→ DOCUMENT TEXT
Model Comparison & Selection Guide¶
A comprehensive comparison of all models available in OmniDocs to help you choose the right tool for your use case.
Text Extraction Models¶
Models for extracting text content with optional formatting (Markdown/HTML/JSON).
Feature Comparison¶
| Feature | Qwen3-VL | DotsOCR | Nanonuts |
|---|---|---|---|
| Model Size | 2B-32B | ~7B | ~7B |
| Text Quality | Excellent | Very Good | Very Good |
| Layout Info | Basic | Detailed (11 cats) | Not included |
| Speed | Medium | Fast | Fast |
| Memory | 4-40 GB | 16 GB | 12 GB |
| Multilingual | Yes (25+) | Limited | English-focused |
| Backends | PyTorch, VLLM, MLX, API | PyTorch, VLLM | PyTorch, VLLM |
| Output Formats | Markdown, HTML | Markdown (with JSON layout) | Markdown |
| License | Apache 2.0 | Open | Apache 2.0 |
Decision Matrix: Text Extraction¶
| Use Case | Best Choice | Why |
|---|---|---|
| High-quality multilingual docs | Qwen3-VL | Best text quality, many languages |
| Need layout + text | DotsOCR | Detailed layout categories with text |
| Fast, English docs | Nanonuts | Fastest, good quality for English |
| Batch processing | DotsOCR + VLLM | Good speed with detailed output |
| Cloud/API deployment | Qwen3-VL (API) | Only option with API backend |
| Apple Silicon only | Qwen3-VL (MLX) | Only VLM with MLX support |
| High-throughput batch processing | DeepSeek-OCR-2 + VLLM | ~2500 tok/s on A100, official VLLM support |
Performance Comparison¶
| Model | Speed (tok/s) | Quality | Cost |
|---|---|---|---|
| Qwen3-VL-2B | 100-150 | Good | Low (small) |
| Qwen3-VL-8B | 50-100 | Excellent | Medium |
| Qwen3-VL-32B | 20-40 | Outstanding | High |
| DotsOCR | 80-120 | Very Good | Medium |
| Nanonuts | 150-200 | Good | Medium |
| DeepSeek-OCR-2 (VLLM) | ~2500 | Excellent | Low-Medium |
| --- |
Layout Analysis Models¶
Models for detecting document structure and element regions.

→ PROMPT 1
For each statement about the model comparison guide, answer yes or no and quote the words from the guide that decide it. (a) Nanonuts includes layout information. (b) Qwen3-VL is the only model offered with an API backend. (c) Nanonuts is the only model listed with MLX support.
→ PROMPT 2
According to the model comparison guide, what throughput does DeepSeek-OCR-2 with VLLM reach on an A100?

→ ENTRIES SUPPLIED

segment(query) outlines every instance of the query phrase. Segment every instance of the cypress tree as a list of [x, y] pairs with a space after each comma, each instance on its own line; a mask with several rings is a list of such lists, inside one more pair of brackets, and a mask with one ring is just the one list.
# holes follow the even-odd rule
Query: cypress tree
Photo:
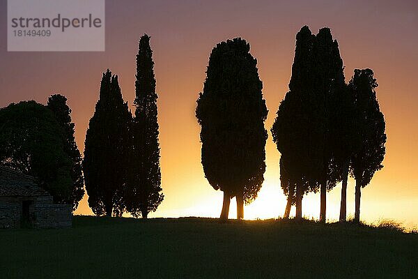
[[[325, 142], [323, 149], [323, 170], [320, 174], [318, 181], [320, 186], [320, 221], [325, 223], [327, 209], [327, 191], [335, 187], [340, 180], [341, 165], [337, 164], [334, 156], [334, 148], [341, 142], [336, 130], [332, 130], [334, 122], [336, 126], [342, 124], [339, 119], [341, 110], [346, 109], [346, 104], [342, 103], [346, 84], [343, 73], [343, 61], [340, 56], [338, 43], [333, 40], [329, 28], [322, 28], [315, 38], [313, 48], [313, 63], [314, 72], [313, 79], [314, 86], [312, 90], [318, 100], [323, 101], [324, 110], [322, 112], [324, 116], [323, 139]], [[342, 113], [345, 111], [343, 110]], [[335, 126], [335, 125], [334, 125]], [[344, 129], [345, 127], [341, 128]]]
[[55, 119], [63, 130], [64, 151], [71, 158], [72, 191], [65, 202], [72, 204], [72, 210], [75, 211], [84, 195], [84, 179], [82, 172], [82, 156], [74, 135], [75, 124], [71, 121], [71, 109], [67, 105], [67, 98], [60, 94], [52, 95], [48, 98], [47, 107], [54, 112]]
[[150, 36], [141, 37], [137, 54], [135, 116], [130, 154], [129, 186], [125, 195], [127, 211], [146, 218], [164, 199], [161, 191], [160, 144], [155, 78]]
[[249, 48], [240, 38], [218, 43], [197, 100], [201, 162], [210, 186], [224, 192], [222, 220], [228, 219], [233, 197], [237, 218], [242, 218], [244, 203], [256, 198], [264, 180], [268, 110]]
[[88, 123], [83, 160], [88, 205], [98, 216], [121, 216], [123, 212], [131, 121], [118, 77], [107, 70], [103, 73], [99, 100]]
[[[323, 96], [313, 90], [317, 82], [313, 78], [316, 70], [312, 51], [315, 40], [307, 26], [296, 35], [289, 91], [279, 106], [271, 129], [273, 141], [284, 157], [281, 159], [281, 167], [285, 167], [285, 170], [281, 169], [282, 183], [290, 179], [293, 181], [290, 185], [294, 184], [296, 188], [297, 220], [302, 218], [303, 196], [307, 192], [317, 190], [319, 174], [324, 165], [325, 104], [320, 98]], [[288, 202], [288, 204], [293, 203]], [[290, 206], [288, 209], [286, 206], [286, 211], [290, 211]]]
[[354, 221], [360, 221], [361, 188], [367, 186], [375, 172], [383, 167], [386, 134], [383, 114], [380, 112], [375, 89], [378, 86], [371, 69], [354, 70], [348, 88], [355, 98], [359, 116], [358, 133], [361, 145], [351, 158], [350, 173], [355, 179]]

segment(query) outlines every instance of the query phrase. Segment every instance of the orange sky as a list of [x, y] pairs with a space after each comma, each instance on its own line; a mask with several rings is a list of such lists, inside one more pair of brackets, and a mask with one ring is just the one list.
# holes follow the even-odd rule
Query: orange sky
[[[196, 100], [202, 90], [212, 47], [241, 36], [251, 44], [269, 110], [265, 126], [265, 181], [258, 198], [245, 206], [247, 218], [282, 215], [286, 197], [279, 186], [279, 153], [270, 128], [288, 89], [295, 36], [304, 24], [317, 33], [332, 29], [339, 41], [348, 81], [355, 68], [371, 68], [379, 86], [387, 123], [385, 167], [362, 195], [362, 218], [394, 218], [418, 226], [418, 4], [415, 1], [107, 1], [106, 52], [7, 52], [6, 1], [0, 0], [0, 106], [48, 96], [66, 96], [76, 123], [79, 147], [107, 68], [119, 75], [125, 100], [134, 95], [135, 54], [141, 34], [151, 36], [159, 95], [161, 169], [165, 199], [150, 217], [218, 217], [222, 193], [215, 191], [201, 165]], [[339, 212], [339, 185], [328, 195], [327, 218]], [[234, 202], [231, 203], [233, 204]], [[319, 195], [304, 199], [304, 214], [318, 218]], [[233, 204], [230, 217], [234, 218]], [[349, 181], [348, 212], [354, 214], [354, 182]], [[76, 211], [90, 214], [86, 199]]]

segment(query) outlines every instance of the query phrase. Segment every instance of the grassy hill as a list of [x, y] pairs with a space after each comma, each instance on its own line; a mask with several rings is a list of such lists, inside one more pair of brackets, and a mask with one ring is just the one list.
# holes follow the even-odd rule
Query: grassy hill
[[75, 216], [0, 230], [2, 278], [418, 278], [418, 234], [305, 221]]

→ WRITTEN REPLY 1
(a) No: "Not included" (Layout Info row, Nanonuts column).
(b) Yes: "Only option with API backend"
(c) No: "Only VLM with MLX support" (said of Qwen3-VL)

→ WRITTEN REPLY 2
About 2500 tokens per second ("~2500 tok/s on A100").